== HOW TO COMPLETE THIS TASK ==
The data that follows must be transcribed in full and exactly, minus the pictures.

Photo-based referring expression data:

____

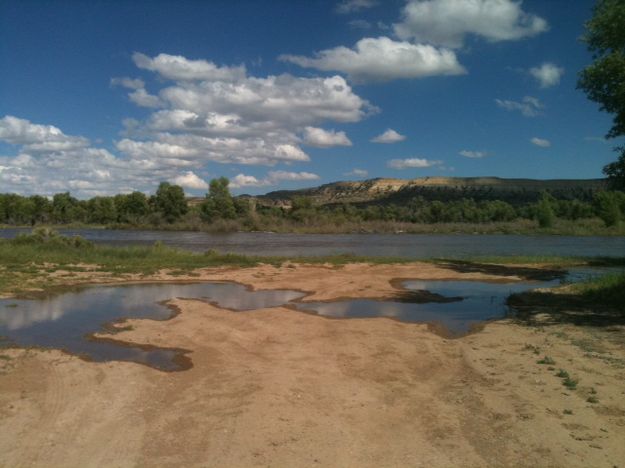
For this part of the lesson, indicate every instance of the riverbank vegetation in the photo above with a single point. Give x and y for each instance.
(34, 260)
(601, 212)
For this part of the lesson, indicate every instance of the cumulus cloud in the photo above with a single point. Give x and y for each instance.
(382, 59)
(51, 161)
(357, 173)
(199, 114)
(130, 83)
(447, 22)
(321, 138)
(547, 74)
(389, 136)
(540, 142)
(272, 178)
(190, 180)
(220, 114)
(359, 24)
(352, 6)
(473, 154)
(176, 67)
(529, 106)
(242, 180)
(412, 163)
(38, 138)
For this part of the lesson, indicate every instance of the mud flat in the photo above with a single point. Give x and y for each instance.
(277, 387)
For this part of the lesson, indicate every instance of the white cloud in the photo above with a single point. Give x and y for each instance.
(359, 24)
(529, 106)
(38, 138)
(473, 154)
(284, 175)
(597, 139)
(412, 163)
(321, 138)
(389, 136)
(176, 67)
(448, 22)
(547, 74)
(130, 83)
(357, 173)
(351, 6)
(144, 99)
(220, 114)
(382, 59)
(242, 180)
(272, 178)
(206, 114)
(190, 180)
(540, 142)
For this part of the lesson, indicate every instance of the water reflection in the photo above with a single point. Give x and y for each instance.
(405, 245)
(481, 301)
(66, 320)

____

== WRITTEN ANSWER ==
For this part of the lesson, indicate every instance of the riverbank vegetation in the photo above with a single point. Give x and y for each instance.
(34, 260)
(601, 212)
For this part of the lesson, indicate every instance of the cumulus cloud in the photo above with a single point. Give x and y for each instance.
(382, 59)
(51, 161)
(357, 173)
(199, 114)
(130, 83)
(447, 22)
(321, 138)
(547, 74)
(389, 136)
(540, 142)
(272, 178)
(190, 180)
(220, 114)
(359, 24)
(352, 6)
(473, 154)
(176, 67)
(529, 106)
(242, 180)
(412, 163)
(38, 138)
For this part of the lesson, indicate every instance of the mud flat in the photo above with a single point. Give x and y for each instance.
(277, 387)
For this part of the lesson, indicate every instance of the white cloud in the photo above with a single point. Give x and y for each instance.
(359, 24)
(529, 106)
(38, 138)
(473, 154)
(284, 175)
(597, 139)
(412, 163)
(321, 138)
(389, 136)
(176, 67)
(448, 22)
(547, 74)
(130, 83)
(357, 173)
(351, 6)
(144, 99)
(220, 114)
(382, 59)
(242, 180)
(272, 178)
(206, 114)
(190, 180)
(540, 142)
For this part of the lesson, indicate every instance of the water reflection in the photo above with a single point. Give x and y for each instance.
(405, 245)
(481, 301)
(66, 320)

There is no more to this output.